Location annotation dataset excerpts
_ _ _ _

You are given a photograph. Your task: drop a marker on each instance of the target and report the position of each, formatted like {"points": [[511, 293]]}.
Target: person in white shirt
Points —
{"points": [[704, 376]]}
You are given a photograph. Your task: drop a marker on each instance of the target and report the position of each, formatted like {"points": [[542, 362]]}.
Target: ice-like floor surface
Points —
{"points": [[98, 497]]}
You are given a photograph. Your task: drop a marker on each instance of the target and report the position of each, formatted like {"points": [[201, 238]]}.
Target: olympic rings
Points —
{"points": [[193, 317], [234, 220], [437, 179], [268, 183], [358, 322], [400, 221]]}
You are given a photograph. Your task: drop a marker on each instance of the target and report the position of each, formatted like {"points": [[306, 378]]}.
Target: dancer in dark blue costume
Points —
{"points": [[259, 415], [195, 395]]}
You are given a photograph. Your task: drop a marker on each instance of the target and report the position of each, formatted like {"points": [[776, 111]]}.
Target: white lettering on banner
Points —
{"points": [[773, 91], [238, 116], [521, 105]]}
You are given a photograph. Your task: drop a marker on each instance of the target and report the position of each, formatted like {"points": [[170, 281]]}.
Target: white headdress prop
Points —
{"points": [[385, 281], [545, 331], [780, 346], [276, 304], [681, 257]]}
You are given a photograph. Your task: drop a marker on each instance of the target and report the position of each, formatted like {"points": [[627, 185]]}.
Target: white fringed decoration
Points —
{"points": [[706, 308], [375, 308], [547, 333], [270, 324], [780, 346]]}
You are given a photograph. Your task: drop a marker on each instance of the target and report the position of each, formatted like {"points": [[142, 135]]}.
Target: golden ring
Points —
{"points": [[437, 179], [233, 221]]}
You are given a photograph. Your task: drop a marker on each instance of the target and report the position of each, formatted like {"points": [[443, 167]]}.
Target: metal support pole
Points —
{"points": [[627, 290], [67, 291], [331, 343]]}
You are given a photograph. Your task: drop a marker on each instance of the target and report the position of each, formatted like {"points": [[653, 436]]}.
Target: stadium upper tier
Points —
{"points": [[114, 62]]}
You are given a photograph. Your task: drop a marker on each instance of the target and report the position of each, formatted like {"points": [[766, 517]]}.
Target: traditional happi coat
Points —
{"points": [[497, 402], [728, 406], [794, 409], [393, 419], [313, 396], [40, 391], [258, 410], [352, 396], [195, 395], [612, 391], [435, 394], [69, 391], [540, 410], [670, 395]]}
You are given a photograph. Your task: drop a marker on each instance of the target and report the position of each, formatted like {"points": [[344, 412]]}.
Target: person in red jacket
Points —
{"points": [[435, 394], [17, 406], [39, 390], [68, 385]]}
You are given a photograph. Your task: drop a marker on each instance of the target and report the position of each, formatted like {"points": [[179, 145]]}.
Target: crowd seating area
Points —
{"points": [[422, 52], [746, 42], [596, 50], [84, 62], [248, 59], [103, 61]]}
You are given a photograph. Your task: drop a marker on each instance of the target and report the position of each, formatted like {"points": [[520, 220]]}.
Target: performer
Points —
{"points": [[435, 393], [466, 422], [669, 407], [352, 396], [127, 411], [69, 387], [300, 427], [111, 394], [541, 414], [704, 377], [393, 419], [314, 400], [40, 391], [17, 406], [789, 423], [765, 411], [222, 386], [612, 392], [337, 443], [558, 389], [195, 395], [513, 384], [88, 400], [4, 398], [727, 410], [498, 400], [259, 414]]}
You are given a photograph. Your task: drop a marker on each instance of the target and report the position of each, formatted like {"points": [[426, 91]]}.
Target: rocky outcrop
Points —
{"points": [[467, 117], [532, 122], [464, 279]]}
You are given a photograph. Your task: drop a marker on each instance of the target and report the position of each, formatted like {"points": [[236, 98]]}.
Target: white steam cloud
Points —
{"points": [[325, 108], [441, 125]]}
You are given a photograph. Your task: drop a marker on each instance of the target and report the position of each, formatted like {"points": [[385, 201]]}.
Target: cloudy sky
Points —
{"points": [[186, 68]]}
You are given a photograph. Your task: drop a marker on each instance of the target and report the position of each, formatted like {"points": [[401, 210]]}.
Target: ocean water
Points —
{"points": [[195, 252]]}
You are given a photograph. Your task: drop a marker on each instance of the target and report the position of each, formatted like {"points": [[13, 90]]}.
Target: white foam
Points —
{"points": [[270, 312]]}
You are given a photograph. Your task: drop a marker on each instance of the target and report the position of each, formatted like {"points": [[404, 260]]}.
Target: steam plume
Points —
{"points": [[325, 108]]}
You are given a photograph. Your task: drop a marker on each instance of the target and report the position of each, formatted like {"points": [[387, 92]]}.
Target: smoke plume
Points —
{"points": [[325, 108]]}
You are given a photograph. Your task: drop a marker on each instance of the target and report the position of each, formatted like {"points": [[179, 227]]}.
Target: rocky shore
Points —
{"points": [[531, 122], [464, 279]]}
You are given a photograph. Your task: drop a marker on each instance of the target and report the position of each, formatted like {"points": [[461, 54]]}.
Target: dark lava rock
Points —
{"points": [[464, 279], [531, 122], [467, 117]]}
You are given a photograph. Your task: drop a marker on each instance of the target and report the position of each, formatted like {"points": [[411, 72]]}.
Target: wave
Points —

_ _ _ _

List every line of the listing above that contains the word "plume".

Target: steam plume
Target: smoke plume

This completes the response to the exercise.